WHAT YOU NEED TO DO
Rescale the records from the line with "You are given this image. The query is: rear car" through the line with "[114,400,150,454]", reproducing every line, requests included, with each box coordinate in the answers multiplied by 1.2 and rounded to the nearest whole number, halves rounded up. Return only those lines.

Rows of box annotation data

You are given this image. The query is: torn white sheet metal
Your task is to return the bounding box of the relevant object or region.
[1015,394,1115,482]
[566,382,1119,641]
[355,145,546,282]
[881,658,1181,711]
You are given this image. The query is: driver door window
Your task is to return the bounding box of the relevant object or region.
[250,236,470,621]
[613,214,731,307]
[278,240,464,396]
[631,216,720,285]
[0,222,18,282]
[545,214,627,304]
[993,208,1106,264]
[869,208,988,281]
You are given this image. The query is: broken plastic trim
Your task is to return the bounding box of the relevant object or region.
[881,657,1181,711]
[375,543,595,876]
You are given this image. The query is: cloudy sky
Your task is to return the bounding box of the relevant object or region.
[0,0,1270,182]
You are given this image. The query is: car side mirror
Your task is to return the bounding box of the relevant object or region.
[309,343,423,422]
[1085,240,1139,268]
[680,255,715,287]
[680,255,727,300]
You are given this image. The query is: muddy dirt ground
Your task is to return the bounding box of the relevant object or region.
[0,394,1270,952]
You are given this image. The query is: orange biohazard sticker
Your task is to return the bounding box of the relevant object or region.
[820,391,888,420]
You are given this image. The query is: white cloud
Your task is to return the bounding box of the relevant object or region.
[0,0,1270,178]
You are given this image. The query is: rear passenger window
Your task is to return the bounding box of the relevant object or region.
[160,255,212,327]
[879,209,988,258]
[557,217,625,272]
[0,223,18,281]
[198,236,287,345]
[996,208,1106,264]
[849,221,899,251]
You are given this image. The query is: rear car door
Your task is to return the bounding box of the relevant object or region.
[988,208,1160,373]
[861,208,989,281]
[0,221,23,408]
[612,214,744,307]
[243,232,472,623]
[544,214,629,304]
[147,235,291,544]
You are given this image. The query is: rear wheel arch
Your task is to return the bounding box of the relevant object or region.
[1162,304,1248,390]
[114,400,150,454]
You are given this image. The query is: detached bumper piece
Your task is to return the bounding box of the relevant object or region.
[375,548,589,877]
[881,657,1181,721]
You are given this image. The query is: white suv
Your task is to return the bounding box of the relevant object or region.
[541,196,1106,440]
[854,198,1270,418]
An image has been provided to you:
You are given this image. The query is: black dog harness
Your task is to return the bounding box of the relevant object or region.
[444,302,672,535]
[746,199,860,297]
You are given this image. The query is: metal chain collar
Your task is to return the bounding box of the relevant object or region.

RESULT OF THE TASK
You are given this image. The query is: rear car door
Your task is to return the bounding box of the relevant object or region.
[1186,250,1392,448]
[1033,250,1187,337]
[0,265,28,490]
[734,257,893,368]
[292,278,566,748]
[653,257,755,365]
[176,282,349,653]
You are given this image. The query is: rear wheel arch
Your task is to return the bounding box of the relevant object or region.
[1394,365,1498,468]
[137,480,180,545]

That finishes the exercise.